* [WHAT NEEDS TO BE DONE]: Copy out the rows below word for word.

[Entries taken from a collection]
***

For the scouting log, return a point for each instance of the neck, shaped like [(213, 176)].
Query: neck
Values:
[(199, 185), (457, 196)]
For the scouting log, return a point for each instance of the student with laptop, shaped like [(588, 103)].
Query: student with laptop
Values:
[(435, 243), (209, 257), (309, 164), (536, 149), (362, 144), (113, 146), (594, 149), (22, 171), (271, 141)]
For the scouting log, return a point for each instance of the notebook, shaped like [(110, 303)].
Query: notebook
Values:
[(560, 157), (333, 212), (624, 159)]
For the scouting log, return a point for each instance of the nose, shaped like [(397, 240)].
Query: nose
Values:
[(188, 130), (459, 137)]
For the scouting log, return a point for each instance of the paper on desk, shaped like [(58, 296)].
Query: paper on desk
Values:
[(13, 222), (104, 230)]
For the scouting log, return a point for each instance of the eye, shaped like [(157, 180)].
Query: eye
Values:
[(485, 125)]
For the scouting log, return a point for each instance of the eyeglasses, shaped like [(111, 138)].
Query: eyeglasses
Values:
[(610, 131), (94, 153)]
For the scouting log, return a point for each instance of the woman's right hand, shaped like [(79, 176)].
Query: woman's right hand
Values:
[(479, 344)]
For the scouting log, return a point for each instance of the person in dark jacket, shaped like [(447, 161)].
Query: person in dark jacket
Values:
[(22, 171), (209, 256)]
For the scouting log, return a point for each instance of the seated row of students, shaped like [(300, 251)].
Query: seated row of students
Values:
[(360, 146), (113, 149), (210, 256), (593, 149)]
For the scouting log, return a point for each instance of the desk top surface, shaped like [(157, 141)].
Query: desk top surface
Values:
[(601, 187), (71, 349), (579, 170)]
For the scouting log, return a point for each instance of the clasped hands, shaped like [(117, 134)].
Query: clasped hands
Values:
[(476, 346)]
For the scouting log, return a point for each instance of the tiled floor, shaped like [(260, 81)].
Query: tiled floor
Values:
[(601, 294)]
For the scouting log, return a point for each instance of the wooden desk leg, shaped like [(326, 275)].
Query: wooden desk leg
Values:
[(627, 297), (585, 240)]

***

* [OUTPUT OF THE EXERCISE]:
For the scouting log, return a point for each instance of the neck, shaped like [(213, 176)].
Query: neck
Values:
[(199, 185), (457, 196)]
For the scouting log, return a point for each instance of the student with laptop, shaped like [(588, 103)].
Query: student with laptop
Values:
[(435, 243), (209, 257), (309, 164), (536, 149), (362, 144), (113, 146), (594, 149), (22, 171), (271, 141)]
For the scouting log, return a point for each instance of the notebook, shaped like [(110, 303)].
Query: notebook
Values:
[(560, 157), (333, 212), (624, 159)]
For the scouting log, return a point for each instance of the nose, shaped like [(397, 240)].
Query: nose
Values:
[(188, 130), (459, 137)]
For the scouting log, return a point for each instance of the paper on desk, shaped like [(58, 296)].
Query: paper on desk
Values:
[(13, 222), (104, 230)]
For the scouting log, return a point for each instance of the eye, shaped like [(157, 180)].
Query: eye
Values:
[(485, 125)]
For the scouting log, return a point for each instance of the eyeglasses, shaped like [(111, 138)].
Query: eyeglasses
Values:
[(610, 131), (94, 153)]
For the scouting log, return a point for each instance of the woman's right hand, shaped like [(79, 176)].
Query: woman's right hand
Values:
[(479, 344)]
For the scouting log, return a point for each instance of the person in dark jacket, shaped like [(447, 161)].
Query: person in dark jacket
Values:
[(22, 171), (209, 256)]
For the scouting log, return a point for each instance of the seated row of students, shaped like [(300, 251)].
Query: seated row of students
Values:
[(360, 146), (113, 149), (210, 256), (593, 149)]
For the scouting log, return a point for each instance of the desk top surface, shaped like [(157, 141)].
Query: desk top surface
Values:
[(601, 187), (71, 349), (579, 170)]
For the scouting log, return a point for each instance of the clasped hands, shaped like [(117, 134)].
Query: clasped hands
Values:
[(476, 346)]
For the scouting log, return a point for each instance of the tiled floor, shaped like [(260, 81)].
Query: tiled floor
Values:
[(601, 294)]
For the scouting log, return a point for each instance of the wooden desk leg, shaped like [(326, 275)].
Query: wooden desk leg
Values:
[(627, 297), (585, 240)]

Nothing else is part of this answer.